◆ **Objective**
Locate the line containing "In this exercise you will mark the eye" in the data below. Reproduce it and every following line up to the end, exactly as given.

◆ **Listing**
.....

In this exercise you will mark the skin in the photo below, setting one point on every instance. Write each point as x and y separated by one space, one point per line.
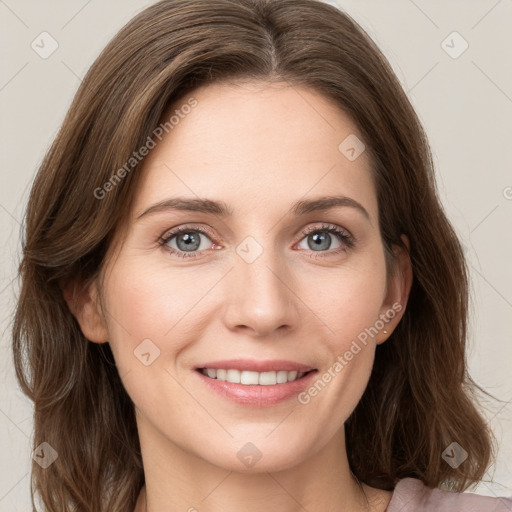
259 148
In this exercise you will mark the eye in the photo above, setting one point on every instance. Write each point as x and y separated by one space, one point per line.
186 241
190 241
319 239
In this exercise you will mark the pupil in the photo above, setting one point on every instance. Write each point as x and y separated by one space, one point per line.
319 239
190 243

.....

◆ **Solution to this task**
In this exercise you will mark the eye in the photo above, setting one point on every instance. Write each point as x and y separated by one space, one point per line.
186 241
190 241
319 239
In this exercise you will mark the pupil in the photo above, setting one point on every instance. Write each point as x and y separated by one space, one point per line.
319 239
190 243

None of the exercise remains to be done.